Stated goal 1
Using only the blog post on divided differences, decide whether each of the following statements agrees with it, answering yes or no and quoting the exact words that decide each one: (a) The Numerical Methods course is taught in Matlab. (b) The writer teaches the course as its professor. (c) The writer's example solution is written in Fortran.
Stated goal 2
Write the next part of the blog post on divided differences, picking up after its final sentence.

Selected text
Tuesday, February 12, 2008
I'm a teacher's assistant for the Physics Department's Numerical Methods course. The course is taught in Matlab (with some option "bonus" material handling C or Fortran) and means to take the student from root finding to partial differential equations, visiting subjects like polynomial approximation in between. It is that latter subject which I wish to discuss today, particularly the notion of divided differences. Suppose you wish to approximate a function's form after having been given a set of pairs (xi,fi). It turns out that the following quantities are very useful in writing the coefficients of a polynomial (whose degree is commensurate with the number of points you have). DD1,2(x,f) = f2-f1/(x2-x1) with subsequent differences as DDi...j(x,f) = DDi+1...j(x,f)-DDi...j-1(x,f)/(xj-xi) Most readers with a bit of experience programming will immediately, upon being asked to calculate these numbers, lock upon the obvious recursive nature of the problem and might implement a solution like this (in Scheme - since I don't want my students lifting the code from my blog).

[Items from a data source]

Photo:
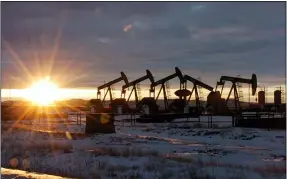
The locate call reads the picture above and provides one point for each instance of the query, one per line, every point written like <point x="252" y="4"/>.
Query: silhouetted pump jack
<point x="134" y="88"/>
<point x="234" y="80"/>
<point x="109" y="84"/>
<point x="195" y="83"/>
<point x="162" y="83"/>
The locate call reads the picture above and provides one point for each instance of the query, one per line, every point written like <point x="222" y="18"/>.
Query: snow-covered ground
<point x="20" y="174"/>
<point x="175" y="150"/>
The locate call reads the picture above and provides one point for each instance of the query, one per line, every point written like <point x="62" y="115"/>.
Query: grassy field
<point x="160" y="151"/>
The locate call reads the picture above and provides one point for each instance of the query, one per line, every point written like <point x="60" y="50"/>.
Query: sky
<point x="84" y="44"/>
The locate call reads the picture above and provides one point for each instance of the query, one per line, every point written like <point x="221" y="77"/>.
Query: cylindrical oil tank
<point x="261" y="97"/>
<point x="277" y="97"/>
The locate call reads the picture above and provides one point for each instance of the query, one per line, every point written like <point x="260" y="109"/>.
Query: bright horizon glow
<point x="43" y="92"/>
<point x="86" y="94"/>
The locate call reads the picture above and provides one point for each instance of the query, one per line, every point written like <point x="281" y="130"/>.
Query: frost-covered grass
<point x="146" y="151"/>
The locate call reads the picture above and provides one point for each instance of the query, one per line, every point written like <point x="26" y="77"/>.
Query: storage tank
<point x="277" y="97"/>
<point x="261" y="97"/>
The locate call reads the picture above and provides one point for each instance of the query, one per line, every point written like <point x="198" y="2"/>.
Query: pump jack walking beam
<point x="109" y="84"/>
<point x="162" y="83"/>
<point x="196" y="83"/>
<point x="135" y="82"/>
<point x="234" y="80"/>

---

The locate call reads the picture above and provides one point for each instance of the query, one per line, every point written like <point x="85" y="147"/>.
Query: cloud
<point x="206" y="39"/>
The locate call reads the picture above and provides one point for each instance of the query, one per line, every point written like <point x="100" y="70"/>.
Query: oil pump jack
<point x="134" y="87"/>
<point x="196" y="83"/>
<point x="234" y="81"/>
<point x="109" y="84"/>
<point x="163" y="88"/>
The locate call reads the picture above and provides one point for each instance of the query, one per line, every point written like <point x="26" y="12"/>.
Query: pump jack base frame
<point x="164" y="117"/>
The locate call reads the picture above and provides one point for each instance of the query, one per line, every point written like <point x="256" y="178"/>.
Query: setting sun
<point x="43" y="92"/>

Written answer 1
(a) Yes: "The course is taught in Matlab"
(b) No: "I'm a teacher's assistant for the Physics Department's Numerical Methods course."
(c) No: "(in Scheme - since I don't want my students lifting the code from my blog)"

Written answer 2
Which seems simple enough (if you are have bothered to learn scheme at this point and can peer through the parenthesis). Notably, recursive definition is almost a transcription of the definition (which is in the book). Implementing the calculation of the divided difference directly, with a set of while and for loops, is comparatively more complex. Nevertheless, after some argument, we agreed not to attempt to instruct the students in the style of recursion. I felt that anyone who wants to claim to be familiar with programming, even somewhat superficially, should understand recursion enough to translate obviously recursive concepts into recursive code. Its true that the above code is not tail-recursive (writing a tail recursive version necessitates an increase in complexity which is beyond the scope of this entry) but for the typical use case (a few points, no more than 20 at the absolute most), the recursive solution is clear, concise and simple to debug and it offers acceptable performance for a course which has sworn off efficiency as a pedagogical goal. The reason, according to the Professor in charge, is that people do not sit down with a pen and paper to perform a calculation and proceed "recursively." And it is true, if you asked me to calculate a particular divided difference I would start at the bottom and work my way up, serially (aware of what lower differences I needed to compute higher ones). I think this accounts for the "backwards" or "inside out" feeling people have towards recursion: we think and operate with a global scope when we sit down to calculate (say, the page we work on) and we usually work up from a base case rather than down to it. Thinking recursively, in comparison, can seem like trying to build a pyramid by first placing the capstone and then filling in stones until you reach the ground. Since the course unfortunately targets non-programmers, the Professor felt it was best to emphasize techniques which in turn emphasized the computer's role as a device which simply performs for us serial commands as we would, were we to do a problem by hand. I think it might be this sort of bias which makes adopting functional programming difficult for many programmers. I see the point, but I still think we should have taught them the recursive solution. Sometimes a bit of Magical Masonry can be fun.
(define (div-dif xs fs i j) (if (= 1 (- j i)) (/ (- (nth j fs) (nth i fs)) (- (nth j xs) (nth i xs))) (/ (- (div-dif (+ i 1) j) (div-dif i (- j 1))) (- (nth j xs) (nth i xs)))))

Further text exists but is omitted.